◆ **TASK STATEMENT**
Extend the discussion of the security of the legacy ID lookup in the Global Registry, starting after its last sentence.

Security discussion for requested legacy ID lookup in GlobalRegistry

sgoendoer commented 7 years ago

As requested by @pchainho in Lisbon, I started working on the implementation of the legacy ID lookup in the Global Registry as discussed with @rjflp. Anyhow, I found some security flaw in the system. Hence, I stopped the development for now until the issue is resolved.

Long story short: I would say we drop the feature of looking up users via alternative identifiers in the GReg. Looking up users via other identifiers is THE use-case for the discovery @ingofriese. Here is why:

Security of the dataset:

The assumption here is that an attacker controls at least one server in the Global Registry. If servers are only run by trusted parties, this is rather unlikely to happen, still this is the basic assumption for all of the following attacks. Having control over one of the nodes allows an attacker to effectively disable all security checks server side, allowing him to write any kind of data to the DHT, especially overwriting all existing data.

Dataset security: The integrity of the dataset is based on the combination of the key, the salt, and the GUID - and ultimately the digital signature. The GUID is used as the lookup key, meaning resolving a GUID gives you the dataset (with the public key and the salt).

◆ **MATERIAL PROVIDED**
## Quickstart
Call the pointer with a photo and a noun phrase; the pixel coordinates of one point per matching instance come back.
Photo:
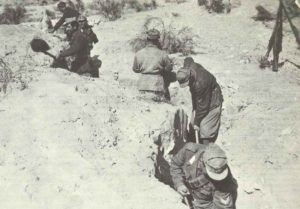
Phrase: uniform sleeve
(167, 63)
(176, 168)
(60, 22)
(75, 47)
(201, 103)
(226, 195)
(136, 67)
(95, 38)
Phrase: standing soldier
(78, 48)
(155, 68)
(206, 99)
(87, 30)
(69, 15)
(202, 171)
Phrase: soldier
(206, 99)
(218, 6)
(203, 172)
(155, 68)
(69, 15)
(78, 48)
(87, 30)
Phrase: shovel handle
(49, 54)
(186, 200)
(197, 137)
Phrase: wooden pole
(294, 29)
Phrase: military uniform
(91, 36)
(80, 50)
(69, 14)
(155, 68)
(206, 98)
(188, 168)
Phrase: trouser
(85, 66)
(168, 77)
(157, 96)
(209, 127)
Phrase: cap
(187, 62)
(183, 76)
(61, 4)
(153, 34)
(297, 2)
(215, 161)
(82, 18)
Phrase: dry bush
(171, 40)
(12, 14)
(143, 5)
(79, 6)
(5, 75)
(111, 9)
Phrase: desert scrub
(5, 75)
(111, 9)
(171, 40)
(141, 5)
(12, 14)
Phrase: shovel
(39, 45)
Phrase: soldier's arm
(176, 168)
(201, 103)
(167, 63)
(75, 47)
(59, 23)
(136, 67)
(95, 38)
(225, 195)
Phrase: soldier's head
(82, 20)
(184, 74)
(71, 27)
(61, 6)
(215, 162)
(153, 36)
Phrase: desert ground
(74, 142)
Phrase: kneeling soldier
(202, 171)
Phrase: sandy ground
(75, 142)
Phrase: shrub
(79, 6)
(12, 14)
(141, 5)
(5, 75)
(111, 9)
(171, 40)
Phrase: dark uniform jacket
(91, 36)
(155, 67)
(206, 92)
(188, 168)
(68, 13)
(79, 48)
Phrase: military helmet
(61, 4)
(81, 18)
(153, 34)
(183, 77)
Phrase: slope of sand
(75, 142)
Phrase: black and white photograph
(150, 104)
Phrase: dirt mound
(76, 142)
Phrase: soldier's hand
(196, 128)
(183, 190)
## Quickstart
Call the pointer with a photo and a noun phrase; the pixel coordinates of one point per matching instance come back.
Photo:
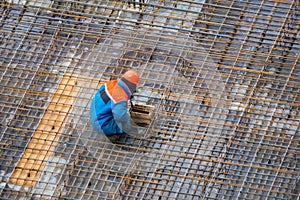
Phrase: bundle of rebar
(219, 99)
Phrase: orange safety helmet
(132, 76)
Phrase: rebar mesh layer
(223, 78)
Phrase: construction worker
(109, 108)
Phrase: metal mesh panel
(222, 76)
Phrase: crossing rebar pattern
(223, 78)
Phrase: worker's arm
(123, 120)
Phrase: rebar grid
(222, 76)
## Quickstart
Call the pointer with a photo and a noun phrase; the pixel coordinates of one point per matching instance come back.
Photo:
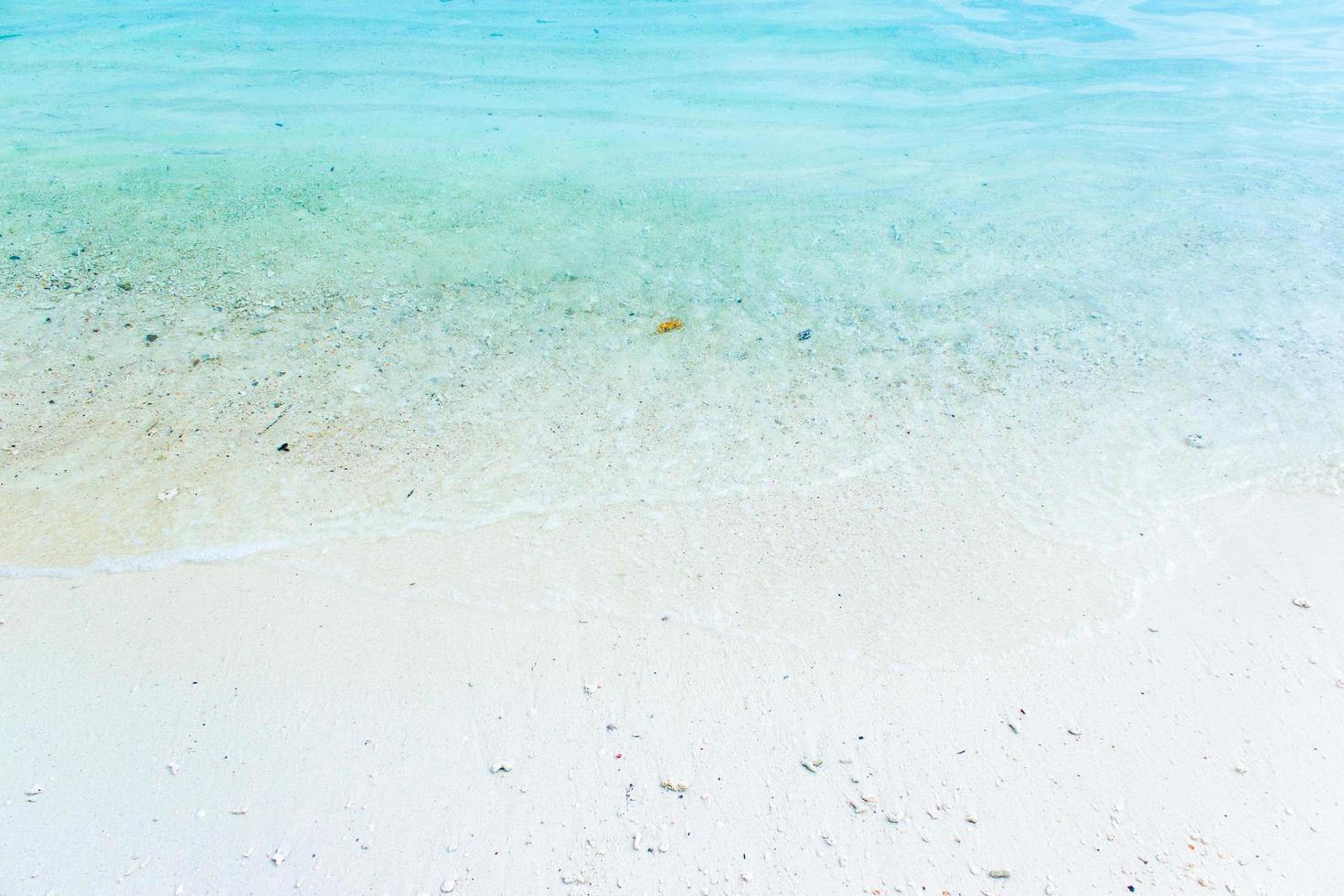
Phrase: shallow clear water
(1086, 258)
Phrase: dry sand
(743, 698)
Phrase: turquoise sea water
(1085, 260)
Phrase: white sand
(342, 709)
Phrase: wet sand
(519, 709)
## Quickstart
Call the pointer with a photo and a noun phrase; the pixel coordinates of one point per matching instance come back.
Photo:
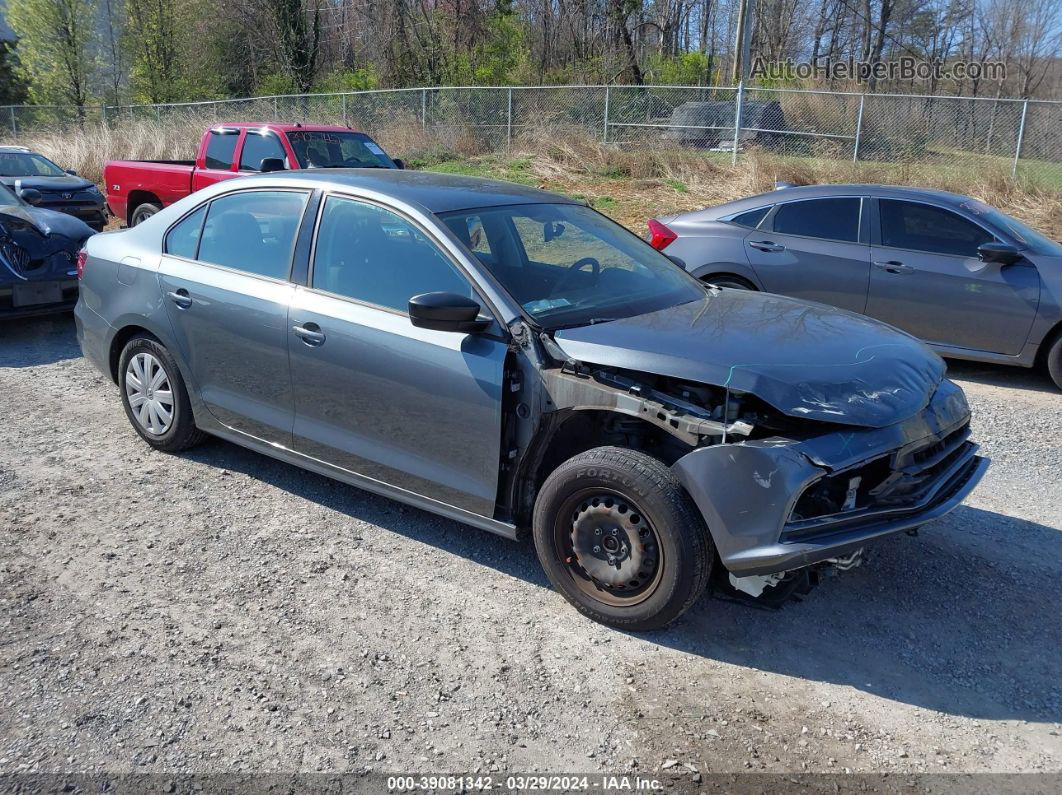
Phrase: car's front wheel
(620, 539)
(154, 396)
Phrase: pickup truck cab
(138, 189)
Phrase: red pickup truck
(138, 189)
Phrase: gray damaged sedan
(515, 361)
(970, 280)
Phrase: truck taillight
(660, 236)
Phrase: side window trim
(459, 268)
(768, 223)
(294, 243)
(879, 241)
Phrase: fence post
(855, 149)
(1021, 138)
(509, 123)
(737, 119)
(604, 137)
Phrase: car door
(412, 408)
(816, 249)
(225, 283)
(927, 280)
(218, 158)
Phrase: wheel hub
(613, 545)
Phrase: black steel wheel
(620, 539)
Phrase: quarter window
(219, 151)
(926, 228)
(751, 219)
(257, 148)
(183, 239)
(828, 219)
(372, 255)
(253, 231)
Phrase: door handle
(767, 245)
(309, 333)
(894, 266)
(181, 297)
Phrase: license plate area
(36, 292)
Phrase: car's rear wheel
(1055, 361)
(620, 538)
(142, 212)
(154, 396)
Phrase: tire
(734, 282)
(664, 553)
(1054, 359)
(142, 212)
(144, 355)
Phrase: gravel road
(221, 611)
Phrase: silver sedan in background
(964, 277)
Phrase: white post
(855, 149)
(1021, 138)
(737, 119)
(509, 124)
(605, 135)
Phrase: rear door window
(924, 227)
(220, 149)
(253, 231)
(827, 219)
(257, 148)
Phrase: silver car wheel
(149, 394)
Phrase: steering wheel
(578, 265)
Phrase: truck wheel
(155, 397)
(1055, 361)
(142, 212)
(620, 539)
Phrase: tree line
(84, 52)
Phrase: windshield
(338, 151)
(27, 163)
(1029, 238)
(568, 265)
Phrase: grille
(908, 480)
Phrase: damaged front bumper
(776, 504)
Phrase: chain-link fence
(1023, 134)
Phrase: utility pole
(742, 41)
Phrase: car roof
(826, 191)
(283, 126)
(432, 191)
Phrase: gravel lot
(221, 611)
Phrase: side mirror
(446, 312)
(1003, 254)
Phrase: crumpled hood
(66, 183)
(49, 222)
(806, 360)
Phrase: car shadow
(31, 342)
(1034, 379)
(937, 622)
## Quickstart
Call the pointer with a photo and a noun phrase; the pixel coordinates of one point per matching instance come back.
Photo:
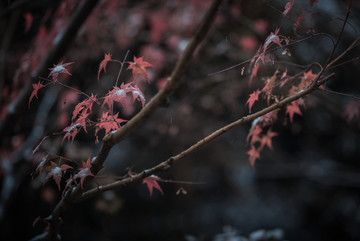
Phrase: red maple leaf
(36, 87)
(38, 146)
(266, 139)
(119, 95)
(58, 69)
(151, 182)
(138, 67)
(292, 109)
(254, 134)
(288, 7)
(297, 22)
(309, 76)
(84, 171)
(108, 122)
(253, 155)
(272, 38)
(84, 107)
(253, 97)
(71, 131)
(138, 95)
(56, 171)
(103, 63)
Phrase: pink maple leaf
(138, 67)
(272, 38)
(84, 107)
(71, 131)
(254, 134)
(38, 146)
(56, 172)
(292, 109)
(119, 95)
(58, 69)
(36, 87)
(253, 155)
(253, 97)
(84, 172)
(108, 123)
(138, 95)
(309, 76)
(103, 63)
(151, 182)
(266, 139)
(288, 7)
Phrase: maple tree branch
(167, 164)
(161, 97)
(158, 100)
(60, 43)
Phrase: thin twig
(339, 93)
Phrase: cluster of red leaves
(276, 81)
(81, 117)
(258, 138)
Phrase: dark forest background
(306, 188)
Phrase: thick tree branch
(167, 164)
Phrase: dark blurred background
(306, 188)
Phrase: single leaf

◆ **EXERCISE OUTPUT**
Attack scenarios: -The attacker exchanges data in a dataset and overwrites the legitimate dataset with a fake one.

The dataset is digitally signed with the user's private key. Any change of the contents result in an invalid signature, which is easily to be detected client-side.

The attacker exchanges the keypair to create a valid signature.

With the new keypair, the attacker can create a valid signature for the altered dataset. The dataset appears valid. Anyhow, exchanging the key results in either a mismatch of GUID and key/salt or a new GUID. Such a mismatch is easily detected on client-side (assuming no further checks are performed by the GReg nodes). If the attacker updates the GUID to prevent an integrity violation, the attack is automatically deflected as requests to the "fake" dataset has to be requested by the new (fake) GUID.
The attacker tries to find a collision for the GUID he wants to attack

Here, the attacker has to find a collision for PBKDF#2 using SHA256 with 10000 iterations. Simply trying to brute-force the salt is very unlikely as the salt is limited in length (16 chars).
The attacker overwrites the dataset contents with fake data to prevent access to the dataset.

This resembles a DoS attack and only works under the assumption that all GReg Nodes overwrite existing data without any further checks.
The attacker knows an (outdated) version of the dataset and uses it to overwrite a newer version

As signature and GUID are valid, this looks fine at first. Anyhow, all datasets have a specified timeout, and also works only under the assumption that all GReg Nodes overwrite existing data without any further checks. Depending on the "lifetime" of a dataset as specified per "timeout", this attack is only able to block access to "new" data in the dataset, but does not allow the attacker to add or alter data.

Hence, actually taking over a dataset requires either knowledge of the private key or the ability to recreate a valid signature.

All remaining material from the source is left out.